**What needs to be done:**
Reproduce the essay "A House Divided" in full, word for word.

A House Divided

To begin with, I am one of those who are positively buoyed by the election of Barack Obama. The challenges he and his administration will inherit are formidable, and undoing the damage of the past eight years may be beyond the powers of even the most talented political managers, certainly in the short term, but at least we can look forward to a government of intelligence, calm and compassion – a government of the best intentions – as opposed to the rule of ideological thugs.

I speak as someone who admires the United States and what it ideally stands for, and who is therefore profoundly dismayed at the damage that has been visited on it by the likes of Bush and Cheney, Rumsfeld and Wolfowitz, Rove and Gonzales and Bolton and the rest, from the prosecution of a needless war under false pretences to the reckless abandon that allowed the U.S. financial and credit markets to immolate themselves. The world itself suffers from a weakened America that has compromised its principles, betrayed its own ideals, and tarnished global confidence in free markets. The world does not need an America that behaves with contempt toward its staunchest allies; that not only resorts to the use of military force with capricious swagger, but that does so to the point of jeopardizing its military capability. The world does not need an America that suspends the civil liberties on which it was founded; that condones, outsources and indeed practices torture; that ceases to be an example to emulate and becomes instead an example of what to avoid.

The world needs a strong United States. We need it economically strong. We need it morally robust. We need it mindful of the world beyond its borders and aware of the responsibility that comes with leadership.

Which is to say, the world needs an America that is sure of itself and what it is about; that knows what it stands for and is guided by the effort to live up to that promise; that knows where its own values and priorities lie.

Object location annotation data
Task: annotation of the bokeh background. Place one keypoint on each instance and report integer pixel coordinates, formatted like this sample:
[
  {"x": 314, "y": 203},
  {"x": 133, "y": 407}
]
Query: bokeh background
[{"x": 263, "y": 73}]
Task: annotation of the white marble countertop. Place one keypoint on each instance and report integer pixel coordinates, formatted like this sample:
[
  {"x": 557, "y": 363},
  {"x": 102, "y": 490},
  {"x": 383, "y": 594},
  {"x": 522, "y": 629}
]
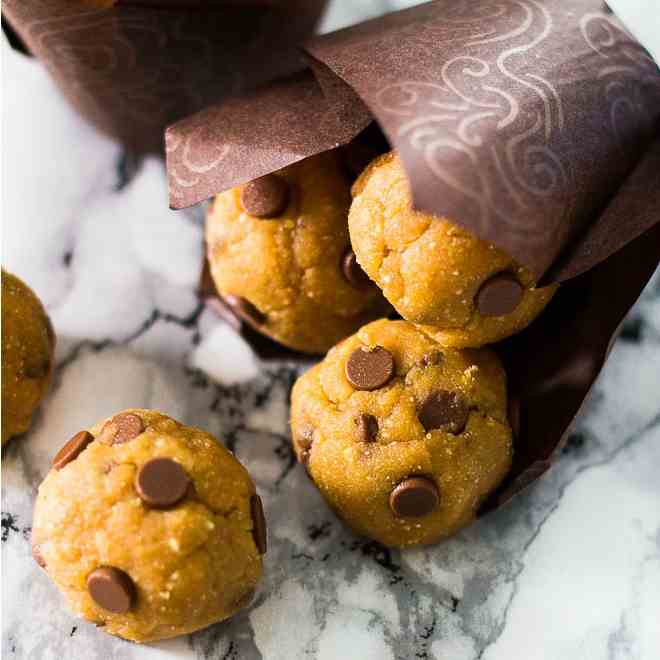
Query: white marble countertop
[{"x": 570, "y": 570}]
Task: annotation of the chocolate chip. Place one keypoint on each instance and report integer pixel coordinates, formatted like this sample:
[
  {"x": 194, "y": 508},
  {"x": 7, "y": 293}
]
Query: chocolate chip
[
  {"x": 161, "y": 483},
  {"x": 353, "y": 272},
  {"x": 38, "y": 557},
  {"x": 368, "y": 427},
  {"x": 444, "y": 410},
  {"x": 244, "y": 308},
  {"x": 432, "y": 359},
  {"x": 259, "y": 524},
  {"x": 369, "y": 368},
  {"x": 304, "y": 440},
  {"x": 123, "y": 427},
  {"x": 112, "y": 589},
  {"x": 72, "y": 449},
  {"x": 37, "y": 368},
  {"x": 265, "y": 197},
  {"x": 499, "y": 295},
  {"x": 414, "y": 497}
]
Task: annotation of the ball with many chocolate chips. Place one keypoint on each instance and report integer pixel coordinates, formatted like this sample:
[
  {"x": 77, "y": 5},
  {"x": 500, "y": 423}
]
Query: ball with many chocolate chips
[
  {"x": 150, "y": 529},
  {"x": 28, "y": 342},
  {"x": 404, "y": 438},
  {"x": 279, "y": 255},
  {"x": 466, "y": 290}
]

**Written solution:**
A House Divided

To begin with, I am one of those who are positively buoyed by the election of Barack Obama. The challenges he and his administration will inherit are formidable, and undoing the damage of the past eight years may be beyond the powers of even the most talented political managers, certainly in the short term, but at least we can look forward to a government of intelligence, calm and compassion – a government of the best intentions – as opposed to the rule of ideological thugs.

I speak as someone who admires the United States and what it ideally stands for, and who is therefore profoundly dismayed at the damage that has been visited on it by the likes of Bush and Cheney, Rumsfeld and Wolfowitz, Rove and Gonzales and Bolton and the rest, from the prosecution of a needless war under false pretences to the reckless abandon that allowed the U.S. financial and credit markets to immolate themselves. The world itself suffers from a weakened America that has compromised its principles, betrayed its own ideals, and tarnished global confidence in free markets. The world does not need an America that behaves with contempt toward its staunchest allies; that not only resorts to the use of military force with capricious swagger, but that does so to the point of jeopardizing its military capability. The world does not need an America that suspends the civil liberties on which it was founded; that condones, outsources and indeed practices torture; that ceases to be an example to emulate and becomes instead an example of what to avoid.

The world needs a strong United States. We need it economically strong. We need it morally robust. We need it mindful of the world beyond its borders and aware of the responsibility that comes with leadership.

Which is to say, the world needs an America that is sure of itself and what it is about; that knows what it stands for and is guided by the effort to live up to that promise; that knows where its own values and priorities lie.